Retype the full set of records. Keep every character identical.

-- Begin --

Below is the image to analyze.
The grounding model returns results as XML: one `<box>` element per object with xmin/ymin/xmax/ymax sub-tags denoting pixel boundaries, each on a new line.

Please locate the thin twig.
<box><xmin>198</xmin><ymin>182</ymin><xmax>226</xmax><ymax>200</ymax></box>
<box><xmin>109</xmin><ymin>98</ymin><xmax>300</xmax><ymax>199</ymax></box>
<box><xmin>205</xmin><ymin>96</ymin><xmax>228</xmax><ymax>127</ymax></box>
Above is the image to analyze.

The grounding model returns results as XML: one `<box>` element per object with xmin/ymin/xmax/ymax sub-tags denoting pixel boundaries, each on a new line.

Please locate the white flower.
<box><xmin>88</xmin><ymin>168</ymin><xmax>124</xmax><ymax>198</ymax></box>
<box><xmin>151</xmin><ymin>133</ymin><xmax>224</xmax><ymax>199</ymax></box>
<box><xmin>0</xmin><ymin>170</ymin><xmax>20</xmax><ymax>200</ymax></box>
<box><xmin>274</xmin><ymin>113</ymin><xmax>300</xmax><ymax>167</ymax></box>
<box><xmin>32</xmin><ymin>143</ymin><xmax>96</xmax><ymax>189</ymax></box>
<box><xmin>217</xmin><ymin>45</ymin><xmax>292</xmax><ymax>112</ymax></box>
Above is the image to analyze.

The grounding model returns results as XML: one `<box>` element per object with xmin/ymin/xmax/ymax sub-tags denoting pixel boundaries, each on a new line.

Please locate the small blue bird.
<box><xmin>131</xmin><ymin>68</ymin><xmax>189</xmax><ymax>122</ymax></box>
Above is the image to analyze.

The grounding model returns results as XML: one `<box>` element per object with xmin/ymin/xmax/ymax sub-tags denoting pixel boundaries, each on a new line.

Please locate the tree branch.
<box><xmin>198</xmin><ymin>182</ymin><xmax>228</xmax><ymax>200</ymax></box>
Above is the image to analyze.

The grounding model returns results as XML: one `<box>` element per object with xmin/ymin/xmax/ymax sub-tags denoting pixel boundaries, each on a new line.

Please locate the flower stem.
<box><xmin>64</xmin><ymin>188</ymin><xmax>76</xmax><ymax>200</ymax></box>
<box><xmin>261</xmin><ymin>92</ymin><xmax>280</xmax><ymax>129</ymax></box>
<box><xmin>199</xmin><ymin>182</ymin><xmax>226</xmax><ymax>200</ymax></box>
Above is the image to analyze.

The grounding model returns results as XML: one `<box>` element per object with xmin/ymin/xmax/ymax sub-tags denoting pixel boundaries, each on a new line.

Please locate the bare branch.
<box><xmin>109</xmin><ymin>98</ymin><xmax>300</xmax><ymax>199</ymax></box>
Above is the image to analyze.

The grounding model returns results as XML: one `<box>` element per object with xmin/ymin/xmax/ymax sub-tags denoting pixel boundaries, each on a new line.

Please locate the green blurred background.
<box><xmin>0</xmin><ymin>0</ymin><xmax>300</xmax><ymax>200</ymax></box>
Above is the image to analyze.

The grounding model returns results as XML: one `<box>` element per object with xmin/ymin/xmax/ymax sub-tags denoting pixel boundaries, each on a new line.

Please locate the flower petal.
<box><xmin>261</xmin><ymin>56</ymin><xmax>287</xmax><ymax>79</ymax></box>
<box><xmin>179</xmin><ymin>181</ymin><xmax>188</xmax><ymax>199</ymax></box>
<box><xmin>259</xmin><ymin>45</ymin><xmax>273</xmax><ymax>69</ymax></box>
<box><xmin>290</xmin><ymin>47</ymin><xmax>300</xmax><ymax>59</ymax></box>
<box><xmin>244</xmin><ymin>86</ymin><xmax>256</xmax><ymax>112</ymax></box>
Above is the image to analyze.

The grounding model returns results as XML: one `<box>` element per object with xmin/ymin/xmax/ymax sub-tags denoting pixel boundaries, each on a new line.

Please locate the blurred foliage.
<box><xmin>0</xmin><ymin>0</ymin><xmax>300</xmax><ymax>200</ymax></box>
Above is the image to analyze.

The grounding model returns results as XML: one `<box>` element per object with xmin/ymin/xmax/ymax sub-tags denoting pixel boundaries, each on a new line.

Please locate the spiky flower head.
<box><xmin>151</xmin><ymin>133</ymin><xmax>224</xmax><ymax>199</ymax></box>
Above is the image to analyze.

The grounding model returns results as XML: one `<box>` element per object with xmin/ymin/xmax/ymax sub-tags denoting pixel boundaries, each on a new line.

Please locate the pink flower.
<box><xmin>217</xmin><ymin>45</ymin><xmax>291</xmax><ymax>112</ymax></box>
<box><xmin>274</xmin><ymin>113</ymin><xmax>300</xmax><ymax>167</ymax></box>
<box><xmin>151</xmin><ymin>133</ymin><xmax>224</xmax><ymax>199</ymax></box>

-- End --

=== EXERCISE RESPONSE ===
Below is the image to analyze.
The grounding model returns results as XML: one `<box>` element per object with xmin/ymin/xmax/ymax sub-tags denoting pixel boundaries, each on a new line.

Please locate the thin twig.
<box><xmin>198</xmin><ymin>182</ymin><xmax>226</xmax><ymax>200</ymax></box>
<box><xmin>109</xmin><ymin>98</ymin><xmax>300</xmax><ymax>199</ymax></box>
<box><xmin>205</xmin><ymin>96</ymin><xmax>228</xmax><ymax>127</ymax></box>
Above is the image to analyze.

The grounding model returns results as XML: one `<box>` element per object with xmin/ymin/xmax/ymax sub-tags denoting pixel boundaries, each on a new line.

Please locate the white flower.
<box><xmin>88</xmin><ymin>168</ymin><xmax>124</xmax><ymax>198</ymax></box>
<box><xmin>151</xmin><ymin>133</ymin><xmax>224</xmax><ymax>199</ymax></box>
<box><xmin>0</xmin><ymin>170</ymin><xmax>20</xmax><ymax>200</ymax></box>
<box><xmin>274</xmin><ymin>113</ymin><xmax>300</xmax><ymax>167</ymax></box>
<box><xmin>32</xmin><ymin>143</ymin><xmax>96</xmax><ymax>189</ymax></box>
<box><xmin>217</xmin><ymin>45</ymin><xmax>292</xmax><ymax>112</ymax></box>
Above is the image to analyze.

The grounding model returns results as XML: one `<box>` element per object with xmin/ymin/xmax/ymax sub-tags denoting pixel boundaries, each on a new line.

Please locate the small blue bird.
<box><xmin>131</xmin><ymin>68</ymin><xmax>189</xmax><ymax>122</ymax></box>
Above is the image to analyze.

The grounding model returns results as XML: one `<box>` element per object with xmin/ymin/xmax/ymax sub-tags denoting pixel boundaries, each on a new line.

Please locate the tree branch.
<box><xmin>198</xmin><ymin>182</ymin><xmax>228</xmax><ymax>200</ymax></box>
Above is the image to analyze.

The grounding model returns results as XML: one `<box>` element per object with xmin/ymin/xmax/ymax sub-tags denoting pixel boundaries, each on a new line.

Please locate the flower stem.
<box><xmin>64</xmin><ymin>188</ymin><xmax>76</xmax><ymax>200</ymax></box>
<box><xmin>261</xmin><ymin>92</ymin><xmax>280</xmax><ymax>129</ymax></box>
<box><xmin>199</xmin><ymin>182</ymin><xmax>226</xmax><ymax>200</ymax></box>
Above is the image to analyze.

The grounding model returns results as XML: one `<box>` element per object with xmin/ymin/xmax/ymax sub-tags denoting pixel boundaries, each on a new line.

Please locate the bare branch.
<box><xmin>109</xmin><ymin>98</ymin><xmax>300</xmax><ymax>199</ymax></box>
Above is the image to analyze.

The grounding model returns results as XML: one `<box>` element per object with xmin/ymin/xmax/ymax sub-tags denoting pixel boundaries, each on a new line.

Please locate the green blurred background.
<box><xmin>0</xmin><ymin>0</ymin><xmax>300</xmax><ymax>200</ymax></box>
Above is the image to analyze.

The grounding model returns results as XML: one `<box>` element per object with xmin/ymin/xmax/ymax sub-tags denoting pixel boundaries, each on a new line.

Please locate the flower petal.
<box><xmin>261</xmin><ymin>56</ymin><xmax>287</xmax><ymax>79</ymax></box>
<box><xmin>179</xmin><ymin>181</ymin><xmax>188</xmax><ymax>199</ymax></box>
<box><xmin>259</xmin><ymin>45</ymin><xmax>273</xmax><ymax>69</ymax></box>
<box><xmin>290</xmin><ymin>47</ymin><xmax>300</xmax><ymax>59</ymax></box>
<box><xmin>244</xmin><ymin>86</ymin><xmax>256</xmax><ymax>112</ymax></box>
Above is the image to analyze.

The grounding model returns results as XML: one `<box>` element per object with xmin/ymin/xmax/ymax sub-tags denoting pixel boundaries, each on a new line.

Please locate the blurred foliage.
<box><xmin>0</xmin><ymin>0</ymin><xmax>300</xmax><ymax>200</ymax></box>
Above is the image to analyze.

The grounding model returns results as XML: one `<box>` element per object with xmin/ymin/xmax/ymax sub-tags denoting pixel boundaries, each on a new line.

Please locate the spiky flower head.
<box><xmin>151</xmin><ymin>133</ymin><xmax>224</xmax><ymax>199</ymax></box>
Above is the image to analyze.

The grounding model returns results as XML: one `<box>` element per object with xmin/ymin/xmax/ymax sub-tags denoting pixel boundaries, each on a new line.

Please locate the pink flower.
<box><xmin>217</xmin><ymin>45</ymin><xmax>291</xmax><ymax>112</ymax></box>
<box><xmin>274</xmin><ymin>113</ymin><xmax>300</xmax><ymax>167</ymax></box>
<box><xmin>151</xmin><ymin>133</ymin><xmax>224</xmax><ymax>199</ymax></box>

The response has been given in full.